━━━ Article ━━━

Une fois validé par les ministres, le déclenchement de l'aide doit en principe être autorisé par les chefs d'Etat ou de gouvernement de la zone euro, probablement à l'occasion d'un sommet le 7 ou le 8 mai.
Un projet de loi sur le nouveau plan grec sera déposé en début de semaine au parlement, où le gouvernement socialiste dispose d'une confortable majorité. Selon les médias, il prévoit la suppression de deux mensualités sur 14 pour les salaires de la fonction publique et les retraites dans le public et le privé, ainsi qu'une nouvelle hausse d'un à deux points de la TVA.
Plus gros contributeur du plan d'aide européen (8,4 milliards la première année), l'Allemagne, encore réticente il y a quelques jours, devrait décider du déblocage des fonds vendredi, après aval de son Parlement.
Selon des syndicalistes, les économies exigées pourraient atteindre 25 milliards d'euros en deux ans, pour ramener le déficit public des bas-fonds qu'il a atteints l'an dernier, autour de 14% du produit intérieur brut (PIB), à environ 4% fin 2011. Il s'agirait d'un effort de rigueur sans équivalent dans la zone euro.
Les syndicats se sont dits prêts à batailler contre cette thérapie de choc, notamment contre les coupes salariales envisagées, dont la suppression des 13e et 14e mois de salaire, et la réforme annoncée des retraites.
Le Premier ministre Georges Papandréou a invoqué vendredi la "survie de la nation" pour expliquer des économies "nécessaires" et tenter de faire accepter à ses concitoyens de nouveaux sacrifices.

━━━ Données ━━━

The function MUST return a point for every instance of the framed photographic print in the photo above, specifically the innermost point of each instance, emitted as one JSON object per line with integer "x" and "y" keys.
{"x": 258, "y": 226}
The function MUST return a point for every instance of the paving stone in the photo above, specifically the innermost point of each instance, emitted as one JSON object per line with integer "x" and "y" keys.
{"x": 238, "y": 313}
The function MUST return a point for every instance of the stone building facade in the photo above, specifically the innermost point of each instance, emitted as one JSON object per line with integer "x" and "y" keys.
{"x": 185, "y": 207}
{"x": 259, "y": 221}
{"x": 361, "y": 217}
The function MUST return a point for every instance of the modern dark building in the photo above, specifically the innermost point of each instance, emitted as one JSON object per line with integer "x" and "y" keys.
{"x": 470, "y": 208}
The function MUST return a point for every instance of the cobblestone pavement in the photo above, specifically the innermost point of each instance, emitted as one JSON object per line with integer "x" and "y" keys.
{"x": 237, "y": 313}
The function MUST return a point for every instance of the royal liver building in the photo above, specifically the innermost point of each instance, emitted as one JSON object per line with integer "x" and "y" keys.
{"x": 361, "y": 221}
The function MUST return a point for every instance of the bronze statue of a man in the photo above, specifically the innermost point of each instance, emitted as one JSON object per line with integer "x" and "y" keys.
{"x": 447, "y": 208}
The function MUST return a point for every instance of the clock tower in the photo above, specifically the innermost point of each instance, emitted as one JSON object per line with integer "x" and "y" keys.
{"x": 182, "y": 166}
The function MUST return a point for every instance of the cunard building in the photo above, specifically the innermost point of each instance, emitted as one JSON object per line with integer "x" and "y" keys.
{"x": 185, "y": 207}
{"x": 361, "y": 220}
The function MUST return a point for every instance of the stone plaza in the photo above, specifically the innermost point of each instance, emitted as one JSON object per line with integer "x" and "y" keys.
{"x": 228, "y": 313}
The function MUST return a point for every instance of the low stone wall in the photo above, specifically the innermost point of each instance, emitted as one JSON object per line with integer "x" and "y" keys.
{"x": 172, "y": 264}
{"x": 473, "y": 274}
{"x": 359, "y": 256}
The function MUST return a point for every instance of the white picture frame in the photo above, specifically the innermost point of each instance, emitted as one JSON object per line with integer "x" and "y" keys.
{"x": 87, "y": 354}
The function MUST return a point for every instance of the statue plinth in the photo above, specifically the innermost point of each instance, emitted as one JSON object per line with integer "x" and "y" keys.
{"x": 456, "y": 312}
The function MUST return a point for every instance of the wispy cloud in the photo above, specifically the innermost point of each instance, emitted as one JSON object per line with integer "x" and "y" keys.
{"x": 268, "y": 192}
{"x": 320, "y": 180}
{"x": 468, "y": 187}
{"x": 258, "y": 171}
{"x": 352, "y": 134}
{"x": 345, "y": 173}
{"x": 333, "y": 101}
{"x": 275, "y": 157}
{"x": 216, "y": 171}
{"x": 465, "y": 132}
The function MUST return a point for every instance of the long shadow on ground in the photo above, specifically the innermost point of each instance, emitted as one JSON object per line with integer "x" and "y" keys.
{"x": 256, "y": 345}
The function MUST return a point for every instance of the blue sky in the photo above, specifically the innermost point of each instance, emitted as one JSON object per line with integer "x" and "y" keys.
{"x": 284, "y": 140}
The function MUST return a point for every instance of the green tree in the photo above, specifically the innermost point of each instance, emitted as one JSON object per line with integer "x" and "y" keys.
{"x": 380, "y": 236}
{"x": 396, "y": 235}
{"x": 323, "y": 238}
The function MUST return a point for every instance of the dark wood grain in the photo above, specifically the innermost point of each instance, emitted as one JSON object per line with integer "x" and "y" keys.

━━━

Liste des tâches:
**1.** D'après l'article, quelle somme l'Allemagne apporte-t-elle au plan d'aide européen la première année ?
**2.** Recopiez le passage de l'article qui commence par "Plus gros contributeur" et se poursuit jusqu'à "de son Parlement.", en substituant "samedi" à "vendredi".

Réponses fournies:
**1.** 8,4 milliards.

**2.**
Plus gros contributeur du plan d'aide européen (8,4 milliards la première année), l'Allemagne, encore réticente il y a quelques jours, devrait décider du déblocage des fonds samedi, après aval de son Parlement.